## Task requirements:
Among the entries that follow, the required portion opens with the line containing "Could you please indicate the tea" and closes with the line containing "Could you please indicate the gray". Give that portion again exactly, and nothing else.

## Given records:

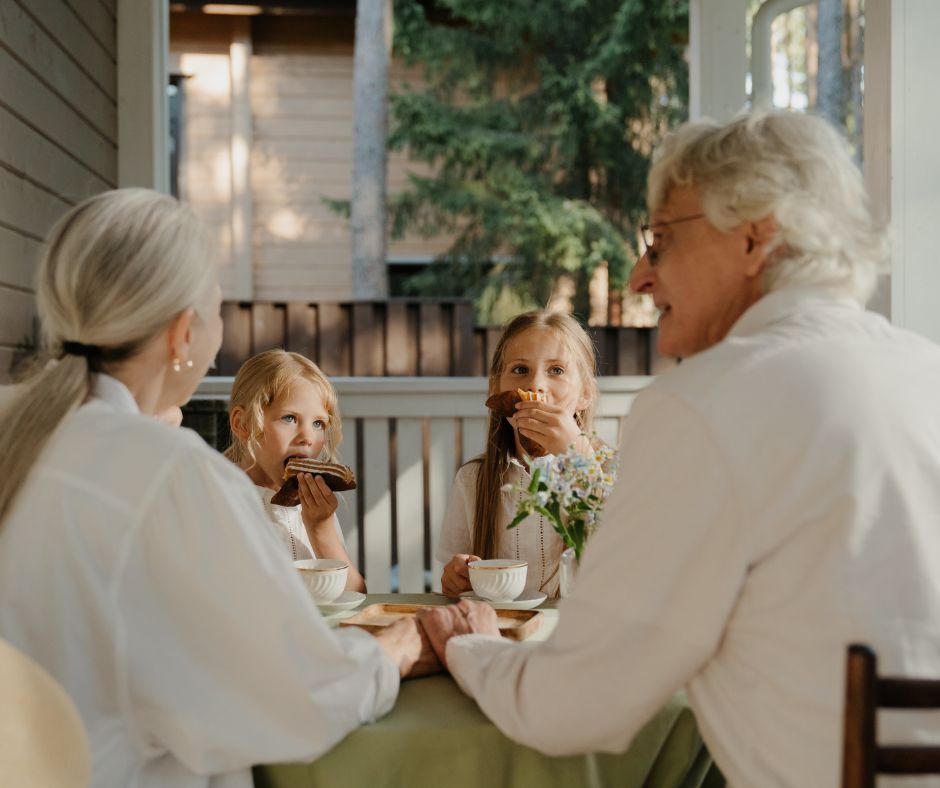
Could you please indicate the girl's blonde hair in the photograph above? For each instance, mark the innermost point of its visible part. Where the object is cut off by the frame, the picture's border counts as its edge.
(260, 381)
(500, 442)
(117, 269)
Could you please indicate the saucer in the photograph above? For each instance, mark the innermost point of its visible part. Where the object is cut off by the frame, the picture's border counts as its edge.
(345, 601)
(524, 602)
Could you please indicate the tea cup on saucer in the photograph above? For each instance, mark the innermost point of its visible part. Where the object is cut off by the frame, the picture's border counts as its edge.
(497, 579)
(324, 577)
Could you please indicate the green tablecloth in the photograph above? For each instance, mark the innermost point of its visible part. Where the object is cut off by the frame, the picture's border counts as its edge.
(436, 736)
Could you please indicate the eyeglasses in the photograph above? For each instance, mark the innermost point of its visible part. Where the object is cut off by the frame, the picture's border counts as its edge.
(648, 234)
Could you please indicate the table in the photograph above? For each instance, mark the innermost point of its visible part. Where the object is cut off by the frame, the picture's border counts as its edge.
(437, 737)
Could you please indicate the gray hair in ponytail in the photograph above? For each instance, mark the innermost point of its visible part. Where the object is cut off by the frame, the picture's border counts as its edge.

* * *

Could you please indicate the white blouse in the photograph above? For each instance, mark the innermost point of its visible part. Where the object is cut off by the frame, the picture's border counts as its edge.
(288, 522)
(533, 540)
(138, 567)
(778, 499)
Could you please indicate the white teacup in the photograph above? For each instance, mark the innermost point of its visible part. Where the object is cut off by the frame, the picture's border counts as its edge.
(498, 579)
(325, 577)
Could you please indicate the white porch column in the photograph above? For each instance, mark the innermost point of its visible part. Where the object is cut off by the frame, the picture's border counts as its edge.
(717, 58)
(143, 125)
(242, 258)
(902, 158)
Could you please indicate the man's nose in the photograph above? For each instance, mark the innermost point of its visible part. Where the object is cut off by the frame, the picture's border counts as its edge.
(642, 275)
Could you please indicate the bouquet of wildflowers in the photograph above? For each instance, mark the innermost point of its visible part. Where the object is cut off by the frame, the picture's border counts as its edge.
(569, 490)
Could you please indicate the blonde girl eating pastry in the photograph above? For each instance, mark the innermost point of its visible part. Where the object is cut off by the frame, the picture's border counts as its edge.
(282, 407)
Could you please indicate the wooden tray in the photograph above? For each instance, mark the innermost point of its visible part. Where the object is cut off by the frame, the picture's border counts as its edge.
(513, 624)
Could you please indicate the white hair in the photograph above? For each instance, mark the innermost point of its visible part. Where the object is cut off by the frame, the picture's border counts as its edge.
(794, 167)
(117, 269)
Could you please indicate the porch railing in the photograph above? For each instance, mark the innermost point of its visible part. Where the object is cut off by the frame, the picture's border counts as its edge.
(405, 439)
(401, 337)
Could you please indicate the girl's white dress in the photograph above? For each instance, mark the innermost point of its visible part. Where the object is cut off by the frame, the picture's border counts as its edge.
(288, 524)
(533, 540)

...

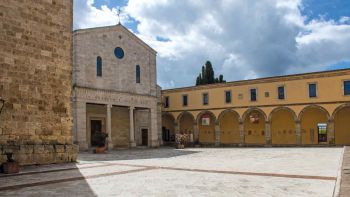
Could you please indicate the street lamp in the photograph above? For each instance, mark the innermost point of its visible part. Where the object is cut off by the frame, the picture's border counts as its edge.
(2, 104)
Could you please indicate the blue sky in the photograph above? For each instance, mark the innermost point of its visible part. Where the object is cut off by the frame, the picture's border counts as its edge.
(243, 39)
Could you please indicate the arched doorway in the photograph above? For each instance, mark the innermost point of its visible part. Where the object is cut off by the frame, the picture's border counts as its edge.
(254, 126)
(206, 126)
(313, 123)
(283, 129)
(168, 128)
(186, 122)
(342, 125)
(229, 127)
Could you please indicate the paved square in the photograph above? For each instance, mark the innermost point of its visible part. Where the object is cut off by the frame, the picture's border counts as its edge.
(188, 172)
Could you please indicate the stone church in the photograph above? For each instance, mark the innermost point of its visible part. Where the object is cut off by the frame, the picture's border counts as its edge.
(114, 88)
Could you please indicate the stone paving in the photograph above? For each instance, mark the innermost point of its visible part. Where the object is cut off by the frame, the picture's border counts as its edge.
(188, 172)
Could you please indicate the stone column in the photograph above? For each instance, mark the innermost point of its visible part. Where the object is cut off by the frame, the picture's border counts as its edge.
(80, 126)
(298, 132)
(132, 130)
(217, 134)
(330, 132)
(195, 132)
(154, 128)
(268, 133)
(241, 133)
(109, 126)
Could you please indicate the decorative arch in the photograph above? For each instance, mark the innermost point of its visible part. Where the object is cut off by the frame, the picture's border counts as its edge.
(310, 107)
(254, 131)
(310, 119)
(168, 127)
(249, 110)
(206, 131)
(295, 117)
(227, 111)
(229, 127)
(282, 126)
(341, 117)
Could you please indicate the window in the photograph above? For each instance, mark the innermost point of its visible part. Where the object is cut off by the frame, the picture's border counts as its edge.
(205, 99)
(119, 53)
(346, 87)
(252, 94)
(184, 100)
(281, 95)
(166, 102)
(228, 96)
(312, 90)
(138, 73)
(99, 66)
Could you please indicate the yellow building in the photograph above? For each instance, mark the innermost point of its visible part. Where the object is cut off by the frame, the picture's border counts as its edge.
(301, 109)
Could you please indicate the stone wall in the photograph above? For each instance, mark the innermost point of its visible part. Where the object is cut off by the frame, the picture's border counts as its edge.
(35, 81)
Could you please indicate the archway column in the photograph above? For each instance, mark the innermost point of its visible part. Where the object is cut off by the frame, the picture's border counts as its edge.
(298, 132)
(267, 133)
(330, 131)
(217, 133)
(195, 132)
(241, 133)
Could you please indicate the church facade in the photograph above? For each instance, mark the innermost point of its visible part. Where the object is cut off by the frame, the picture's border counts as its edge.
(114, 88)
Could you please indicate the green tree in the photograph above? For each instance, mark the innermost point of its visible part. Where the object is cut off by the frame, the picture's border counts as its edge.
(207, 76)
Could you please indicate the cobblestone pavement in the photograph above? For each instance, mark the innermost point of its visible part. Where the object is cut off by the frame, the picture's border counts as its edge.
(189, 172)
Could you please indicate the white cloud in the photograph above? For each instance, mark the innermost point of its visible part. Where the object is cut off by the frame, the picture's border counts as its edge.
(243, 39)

## Response:
Could you please indicate the tea cup on saucer in the photograph above? For each instance, mark the innermost point of its visible part. Where the object is cut off by the frame, the picture's border counts as its edge.
(497, 579)
(324, 577)
Could you please indicate the green tablecloth in the photograph above? For each instance, mark the innermost point of its visible part. Where the object is cut off by the frame, the picture's border counts as its edge.
(436, 736)
Could you please indicate the eyeglasses in the photograph above? For each instance, mark the innermost point of its visible part. Where the object is cut off by the frame, the picture's border counts as its edge.
(648, 234)
Could you please indicate the table in the photograph above? For each instance, mark the innermost point of its visible part. Where the object is cut off by the frame, the picture's border counts as its edge.
(437, 737)
Could you please indicate the gray hair in ponytail in the photograph above? For each instance, mark the innermost point of its visible part. Where the object is cut off by the frame, the picture's border counts as its edge.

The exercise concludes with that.